**Directive**
Please reproduce all of the data below word for word, with nothing added, dropped, or changed.

**Given records**

§

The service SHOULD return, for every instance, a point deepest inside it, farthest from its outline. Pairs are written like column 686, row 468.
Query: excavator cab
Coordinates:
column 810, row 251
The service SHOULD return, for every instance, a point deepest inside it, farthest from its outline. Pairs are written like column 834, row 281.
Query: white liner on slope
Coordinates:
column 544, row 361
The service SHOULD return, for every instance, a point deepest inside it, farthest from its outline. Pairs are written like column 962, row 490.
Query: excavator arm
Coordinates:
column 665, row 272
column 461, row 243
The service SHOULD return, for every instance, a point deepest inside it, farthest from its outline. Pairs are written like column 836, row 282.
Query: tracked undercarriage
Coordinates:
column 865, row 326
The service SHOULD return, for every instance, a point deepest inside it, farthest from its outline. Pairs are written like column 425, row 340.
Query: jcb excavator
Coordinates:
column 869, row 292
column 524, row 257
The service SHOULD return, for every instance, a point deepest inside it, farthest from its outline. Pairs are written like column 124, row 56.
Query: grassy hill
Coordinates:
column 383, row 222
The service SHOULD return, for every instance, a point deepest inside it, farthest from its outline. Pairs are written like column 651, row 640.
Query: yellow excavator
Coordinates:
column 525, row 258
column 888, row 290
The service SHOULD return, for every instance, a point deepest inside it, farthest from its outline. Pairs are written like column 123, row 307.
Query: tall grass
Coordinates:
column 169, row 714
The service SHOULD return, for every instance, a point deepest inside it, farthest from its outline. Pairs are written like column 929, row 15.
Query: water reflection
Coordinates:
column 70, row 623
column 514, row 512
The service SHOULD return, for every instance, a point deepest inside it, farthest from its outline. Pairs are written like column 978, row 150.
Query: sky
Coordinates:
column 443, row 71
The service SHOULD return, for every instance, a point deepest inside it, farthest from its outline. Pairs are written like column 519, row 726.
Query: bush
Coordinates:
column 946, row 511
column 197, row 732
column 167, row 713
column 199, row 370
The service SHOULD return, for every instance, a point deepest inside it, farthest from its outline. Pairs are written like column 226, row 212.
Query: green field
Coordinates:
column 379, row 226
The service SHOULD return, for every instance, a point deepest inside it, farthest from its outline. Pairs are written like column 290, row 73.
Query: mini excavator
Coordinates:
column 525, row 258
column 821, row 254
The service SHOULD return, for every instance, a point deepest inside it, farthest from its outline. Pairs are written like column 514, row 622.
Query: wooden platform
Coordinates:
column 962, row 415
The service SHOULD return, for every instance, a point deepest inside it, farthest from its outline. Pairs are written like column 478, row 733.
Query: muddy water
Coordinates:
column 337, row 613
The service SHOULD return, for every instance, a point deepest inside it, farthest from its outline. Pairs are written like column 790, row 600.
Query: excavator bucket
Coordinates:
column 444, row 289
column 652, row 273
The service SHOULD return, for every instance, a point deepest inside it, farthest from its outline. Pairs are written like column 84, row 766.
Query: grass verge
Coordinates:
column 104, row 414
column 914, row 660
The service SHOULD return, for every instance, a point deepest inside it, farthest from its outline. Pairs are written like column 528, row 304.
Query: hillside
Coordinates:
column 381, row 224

§

**Completed exercise**
The service SHOULD return, for every instance, a point deepest inside it, farthest from its outline. Pairs are written like column 686, row 468.
Query: excavator cab
Coordinates:
column 810, row 251
The service SHOULD return, for every instance, a point deepest inside it, farthest from its outline. Pairs are written like column 834, row 281.
Query: white liner on slope
Coordinates:
column 544, row 361
The service SHOULD return, for every instance, a point deepest inside it, farthest from its outline. Pairs are written like column 962, row 490.
Query: excavator arm
Coordinates:
column 665, row 272
column 461, row 243
The service SHOULD return, for every instance, a point deepest inside it, farthest from its outline. Pairs are written like column 836, row 282.
Query: tracked undercarriage
Coordinates:
column 865, row 326
The service SHOULD return, for every instance, a point deepest inside it, farthest from its outline. Pairs are written like column 425, row 340.
Query: jcb excavator
Coordinates:
column 869, row 292
column 524, row 257
The service SHOULD return, for every instance, a point deepest inside it, farthest from its outline. Pairs are written like column 124, row 56.
Query: grassy hill
Coordinates:
column 383, row 222
The service SHOULD return, for every instance, a point deepest inside it, farthest from its outline. Pairs are written like column 651, row 640.
Query: yellow excavator
Coordinates:
column 525, row 258
column 888, row 290
The service SHOULD return, for every instance, a point deepest inside it, farthest from its outline. Pairs are written like column 123, row 307.
Query: tall grass
Coordinates:
column 169, row 714
The service SHOULD return, for every instance, a point deepest inside it, farthest from its outline. Pairs are written like column 929, row 15.
Query: water reflection
Coordinates:
column 70, row 623
column 514, row 512
The service SHOULD return, for every instance, a point deepest inside it, farthest from its outline. Pairs are written like column 978, row 150.
Query: sky
Coordinates:
column 443, row 71
The service SHOULD return, for every instance, a point deepest inside it, farthest from its outline. Pairs are written like column 519, row 726.
Query: bush
Coordinates:
column 946, row 511
column 197, row 732
column 167, row 713
column 199, row 370
The service SHOULD return, for every instance, a point deepest inside it, farthest from its outline. Pairs are written like column 226, row 212.
Query: green field
Coordinates:
column 379, row 226
The service SHOULD return, for every instance, a point deepest inside it, farthest from its outline. Pairs are written like column 290, row 73.
Query: mini excavator
Coordinates:
column 525, row 258
column 821, row 254
The service SHOULD return, for every instance, a point deepest inside it, farthest from its outline. Pairs are written like column 514, row 622.
Query: wooden platform
Coordinates:
column 962, row 415
The service SHOULD return, for every instance, a point deepest inside it, farthest from its outline. Pairs are written like column 478, row 733.
Query: muddy water
Coordinates:
column 337, row 613
The service SHOULD return, for every instance, a point deepest inside it, farthest from its outline. Pairs are written like column 790, row 600.
Query: excavator bucket
Coordinates:
column 444, row 289
column 652, row 273
The service SHOULD return, for every instance, a point deepest inside it, farthest from its outline. Pairs are written like column 84, row 766.
Query: grass verge
Coordinates:
column 104, row 414
column 914, row 660
The service SHOULD return, for every instance, a point deepest inside it, farthest from its outline. Pairs are written like column 528, row 304.
Query: hillside
Coordinates:
column 381, row 224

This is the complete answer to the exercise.